— BEGIN Materials provided —

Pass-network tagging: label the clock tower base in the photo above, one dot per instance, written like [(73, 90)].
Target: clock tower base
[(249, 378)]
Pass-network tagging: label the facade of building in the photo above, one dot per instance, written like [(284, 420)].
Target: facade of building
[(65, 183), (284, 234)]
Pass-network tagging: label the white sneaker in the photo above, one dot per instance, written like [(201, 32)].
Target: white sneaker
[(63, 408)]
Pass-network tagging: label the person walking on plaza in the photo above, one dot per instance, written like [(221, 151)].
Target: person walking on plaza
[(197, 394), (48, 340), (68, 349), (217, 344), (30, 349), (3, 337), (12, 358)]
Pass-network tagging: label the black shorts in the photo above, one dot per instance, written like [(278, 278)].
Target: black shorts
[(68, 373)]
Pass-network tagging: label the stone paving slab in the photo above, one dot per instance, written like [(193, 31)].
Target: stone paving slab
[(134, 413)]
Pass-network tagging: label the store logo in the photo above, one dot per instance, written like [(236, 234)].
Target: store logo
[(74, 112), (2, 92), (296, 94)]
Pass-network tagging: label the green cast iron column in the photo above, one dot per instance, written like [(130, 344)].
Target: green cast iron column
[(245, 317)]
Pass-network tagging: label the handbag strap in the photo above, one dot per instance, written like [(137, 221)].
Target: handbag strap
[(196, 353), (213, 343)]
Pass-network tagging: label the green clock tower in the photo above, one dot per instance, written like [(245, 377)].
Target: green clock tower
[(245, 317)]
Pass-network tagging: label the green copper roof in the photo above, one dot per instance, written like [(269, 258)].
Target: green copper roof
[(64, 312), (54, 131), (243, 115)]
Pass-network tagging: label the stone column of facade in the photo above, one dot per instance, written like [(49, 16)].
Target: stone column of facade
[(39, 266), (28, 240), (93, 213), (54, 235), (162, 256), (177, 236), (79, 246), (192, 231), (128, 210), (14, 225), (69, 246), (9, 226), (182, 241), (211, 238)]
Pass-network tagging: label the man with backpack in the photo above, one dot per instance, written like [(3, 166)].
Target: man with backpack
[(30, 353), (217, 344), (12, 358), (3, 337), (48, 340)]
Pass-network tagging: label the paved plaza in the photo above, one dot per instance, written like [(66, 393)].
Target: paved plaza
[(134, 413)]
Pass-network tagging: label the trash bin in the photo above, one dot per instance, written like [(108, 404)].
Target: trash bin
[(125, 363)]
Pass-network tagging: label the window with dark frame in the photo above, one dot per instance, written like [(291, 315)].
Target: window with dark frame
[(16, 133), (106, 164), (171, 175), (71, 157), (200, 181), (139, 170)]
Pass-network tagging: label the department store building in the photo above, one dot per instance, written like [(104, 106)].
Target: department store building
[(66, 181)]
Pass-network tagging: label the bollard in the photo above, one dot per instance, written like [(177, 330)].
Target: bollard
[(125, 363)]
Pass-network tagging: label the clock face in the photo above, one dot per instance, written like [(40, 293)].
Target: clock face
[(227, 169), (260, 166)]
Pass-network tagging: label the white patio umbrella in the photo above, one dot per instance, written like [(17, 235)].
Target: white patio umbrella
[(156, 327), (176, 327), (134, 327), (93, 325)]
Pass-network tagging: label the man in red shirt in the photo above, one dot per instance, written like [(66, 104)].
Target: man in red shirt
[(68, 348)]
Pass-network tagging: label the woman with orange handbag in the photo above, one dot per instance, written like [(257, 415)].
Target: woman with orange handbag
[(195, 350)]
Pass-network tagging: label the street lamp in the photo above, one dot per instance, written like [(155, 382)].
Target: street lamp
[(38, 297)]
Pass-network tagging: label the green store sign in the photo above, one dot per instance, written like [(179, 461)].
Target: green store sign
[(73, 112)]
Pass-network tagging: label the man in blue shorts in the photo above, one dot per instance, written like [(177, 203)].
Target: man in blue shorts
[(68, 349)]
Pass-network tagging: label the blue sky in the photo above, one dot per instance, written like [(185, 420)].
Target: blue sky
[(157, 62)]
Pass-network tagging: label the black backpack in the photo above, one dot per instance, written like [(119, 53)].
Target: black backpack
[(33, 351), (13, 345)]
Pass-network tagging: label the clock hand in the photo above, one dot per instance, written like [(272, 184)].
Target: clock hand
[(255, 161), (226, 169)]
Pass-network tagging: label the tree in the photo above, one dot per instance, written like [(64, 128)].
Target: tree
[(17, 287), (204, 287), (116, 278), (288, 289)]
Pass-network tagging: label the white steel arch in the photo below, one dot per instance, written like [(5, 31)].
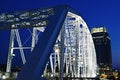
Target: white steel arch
[(79, 53)]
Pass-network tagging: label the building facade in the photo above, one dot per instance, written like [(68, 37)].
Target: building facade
[(103, 47)]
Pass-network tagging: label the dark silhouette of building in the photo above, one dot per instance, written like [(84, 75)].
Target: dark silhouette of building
[(102, 43)]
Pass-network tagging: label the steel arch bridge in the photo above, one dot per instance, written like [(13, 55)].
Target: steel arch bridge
[(65, 47)]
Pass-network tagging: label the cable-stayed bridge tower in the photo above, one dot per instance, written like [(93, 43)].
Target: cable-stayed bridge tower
[(60, 43)]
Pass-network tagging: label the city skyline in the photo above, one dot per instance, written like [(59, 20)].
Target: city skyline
[(95, 13)]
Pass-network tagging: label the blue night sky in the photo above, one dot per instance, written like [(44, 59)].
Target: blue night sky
[(95, 12)]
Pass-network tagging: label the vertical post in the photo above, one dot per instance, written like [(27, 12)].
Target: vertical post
[(62, 54), (10, 53)]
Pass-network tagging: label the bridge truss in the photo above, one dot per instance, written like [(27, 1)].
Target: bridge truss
[(61, 46)]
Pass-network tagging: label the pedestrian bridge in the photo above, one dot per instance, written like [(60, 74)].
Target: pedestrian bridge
[(60, 43)]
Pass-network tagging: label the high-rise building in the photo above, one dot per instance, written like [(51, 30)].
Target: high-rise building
[(102, 43)]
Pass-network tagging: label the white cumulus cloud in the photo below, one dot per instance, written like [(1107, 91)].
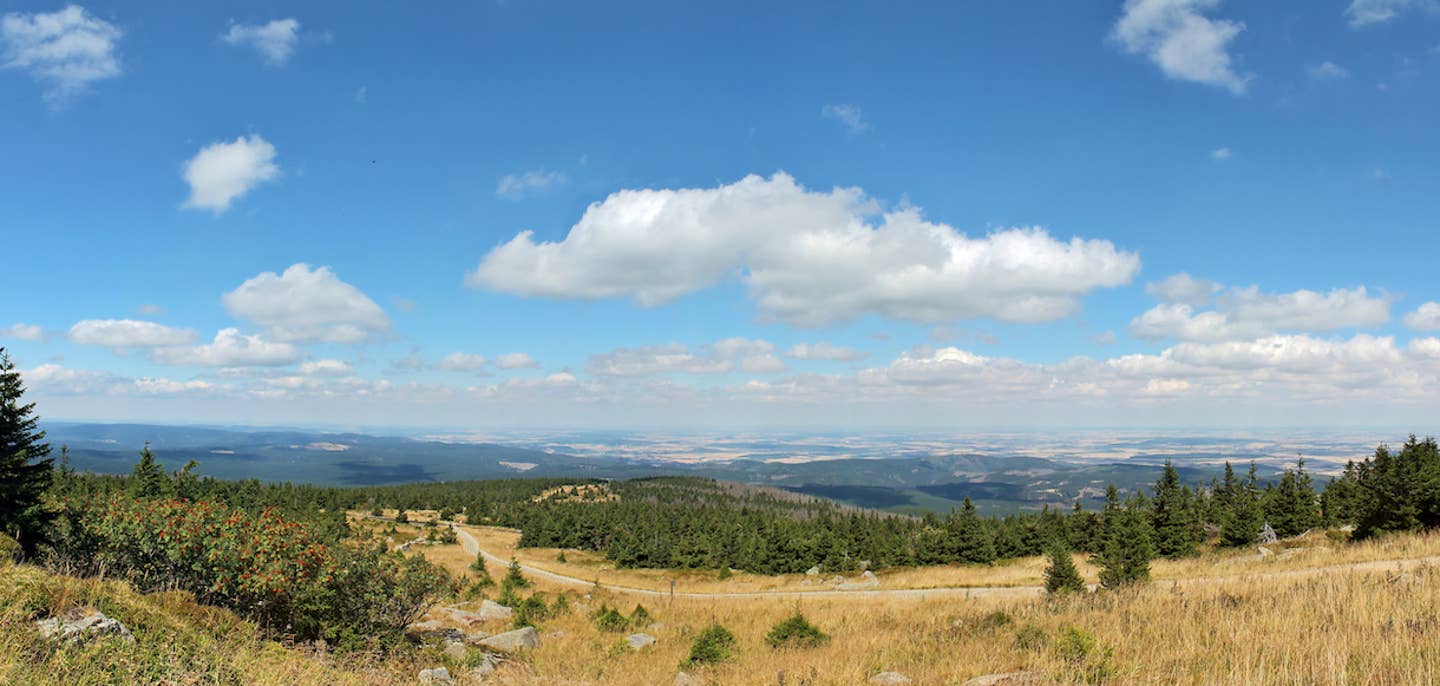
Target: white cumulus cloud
[(1326, 71), (1362, 13), (1424, 319), (65, 51), (516, 361), (307, 304), (1178, 38), (1247, 313), (22, 332), (461, 362), (274, 41), (229, 349), (808, 258), (824, 352), (128, 333), (222, 172), (722, 356)]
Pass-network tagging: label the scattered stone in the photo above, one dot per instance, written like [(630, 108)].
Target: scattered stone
[(1266, 535), (464, 616), (638, 642), (78, 626), (890, 679), (455, 650), (486, 667), (438, 675), (491, 610), (474, 637), (1008, 679), (513, 642), (422, 631)]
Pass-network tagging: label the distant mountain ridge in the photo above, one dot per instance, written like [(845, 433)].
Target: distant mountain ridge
[(913, 483)]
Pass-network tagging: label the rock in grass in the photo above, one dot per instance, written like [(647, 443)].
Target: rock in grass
[(79, 626), (455, 650), (491, 610), (426, 630), (513, 642), (438, 675), (637, 642), (1007, 679), (889, 679)]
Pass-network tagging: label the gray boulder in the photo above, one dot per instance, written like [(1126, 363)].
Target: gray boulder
[(438, 675), (491, 610), (513, 642), (889, 679), (422, 631), (455, 650), (1007, 679), (79, 626), (638, 642)]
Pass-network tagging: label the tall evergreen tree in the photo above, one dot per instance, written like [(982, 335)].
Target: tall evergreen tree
[(149, 479), (972, 539), (25, 464), (1125, 541), (1172, 516), (1246, 513), (1062, 575), (1292, 508)]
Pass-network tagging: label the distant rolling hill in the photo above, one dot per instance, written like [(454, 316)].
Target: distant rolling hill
[(913, 483)]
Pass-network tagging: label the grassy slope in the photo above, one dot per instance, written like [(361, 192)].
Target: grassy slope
[(177, 642)]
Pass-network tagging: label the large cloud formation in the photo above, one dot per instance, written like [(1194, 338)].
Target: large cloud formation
[(808, 258), (307, 304)]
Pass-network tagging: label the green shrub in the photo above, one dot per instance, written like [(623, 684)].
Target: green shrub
[(1083, 653), (529, 611), (9, 549), (1030, 637), (713, 644), (608, 618), (514, 578), (795, 630), (278, 572), (640, 617)]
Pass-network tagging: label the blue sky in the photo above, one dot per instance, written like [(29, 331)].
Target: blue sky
[(262, 214)]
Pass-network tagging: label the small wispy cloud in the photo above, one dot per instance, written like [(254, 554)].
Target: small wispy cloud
[(527, 183), (1326, 71), (65, 51), (275, 41), (848, 116)]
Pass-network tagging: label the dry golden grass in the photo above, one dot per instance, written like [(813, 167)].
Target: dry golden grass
[(1341, 629), (177, 642)]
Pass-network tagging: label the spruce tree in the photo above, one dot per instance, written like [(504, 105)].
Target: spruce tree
[(1246, 515), (149, 480), (1292, 508), (1125, 541), (972, 538), (1062, 575), (25, 463), (1172, 516)]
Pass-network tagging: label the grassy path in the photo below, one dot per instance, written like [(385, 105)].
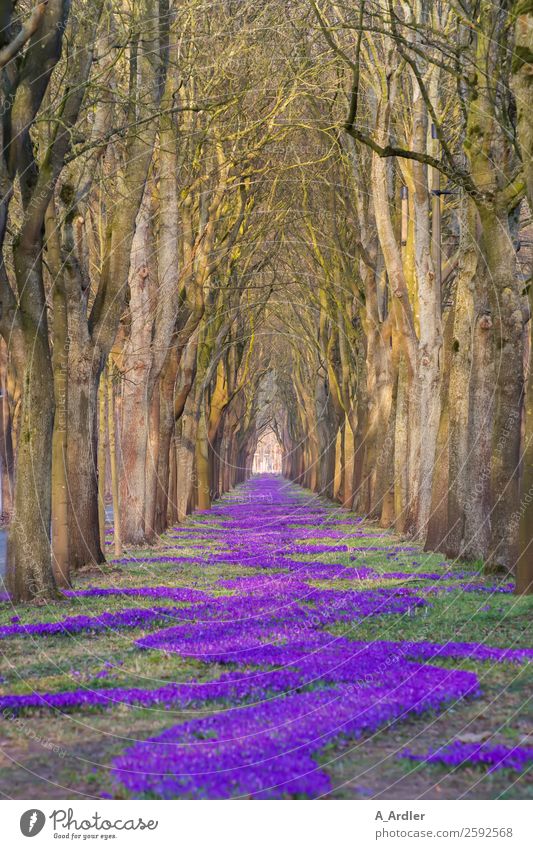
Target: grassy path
[(276, 646)]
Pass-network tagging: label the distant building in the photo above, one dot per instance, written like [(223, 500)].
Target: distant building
[(267, 457)]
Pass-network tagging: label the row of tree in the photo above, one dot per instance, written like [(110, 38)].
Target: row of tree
[(221, 219)]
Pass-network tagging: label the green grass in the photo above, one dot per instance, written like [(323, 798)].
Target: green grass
[(87, 740)]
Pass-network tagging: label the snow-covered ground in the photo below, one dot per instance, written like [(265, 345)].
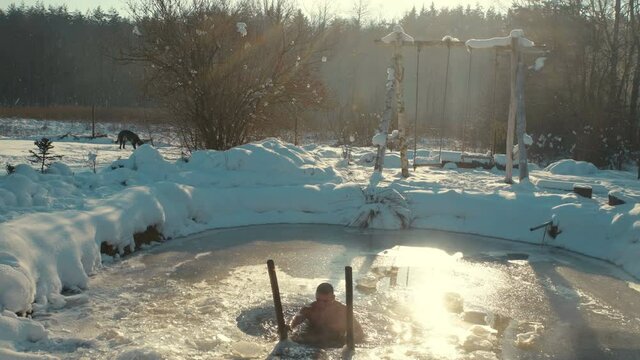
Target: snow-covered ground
[(54, 224)]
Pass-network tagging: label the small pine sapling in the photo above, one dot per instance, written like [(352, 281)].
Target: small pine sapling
[(43, 156)]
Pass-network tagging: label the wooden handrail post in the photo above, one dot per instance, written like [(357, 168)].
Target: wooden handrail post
[(349, 284), (282, 329)]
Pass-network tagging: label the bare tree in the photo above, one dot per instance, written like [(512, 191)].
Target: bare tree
[(360, 12), (224, 70)]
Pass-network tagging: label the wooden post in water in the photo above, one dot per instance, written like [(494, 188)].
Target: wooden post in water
[(349, 284), (93, 121), (282, 329)]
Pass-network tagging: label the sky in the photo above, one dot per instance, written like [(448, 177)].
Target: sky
[(377, 8)]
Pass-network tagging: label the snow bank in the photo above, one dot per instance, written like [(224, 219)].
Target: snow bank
[(572, 167), (15, 330), (270, 181), (41, 254)]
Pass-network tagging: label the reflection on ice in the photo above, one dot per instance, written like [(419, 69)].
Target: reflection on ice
[(217, 303)]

— END Materials provided —

## Exercise requirements
Repeat exactly the lines from the line containing "Pass-network tagging: label the wooden handrail" through the end of the listing above; both boundary lines are part of the output.

## Full answer
Pass-network tagging: label the wooden handrail post in the photo above, one dot per instance, written like [(357, 168)].
Target: wooden handrail post
[(349, 284), (282, 329)]
Pass-network tagging: label the bare tree in the photo above, one dot per instance, written like [(512, 191)].
Target: bare tree
[(360, 12), (224, 70)]
Pass-network tagging: label the wooden post in water in the photo above, one dot per instance, written like [(494, 188)].
Target: wooden post in water
[(349, 284), (93, 121), (282, 329)]
Pass-network tagging: label the sky in the photo above, one dot per instance, written like [(448, 177)].
Target: sky
[(377, 8)]
Pass-network tagging: label the snow bank in the photo above, one dot per instance, written like [(224, 219)].
Target: snow bank
[(572, 167), (15, 330), (270, 181), (41, 254)]
Pass-network tagging: label the reflection on ice in the photo above, one dot per instance, written like [(419, 69)].
Target: reflection on ice
[(217, 303)]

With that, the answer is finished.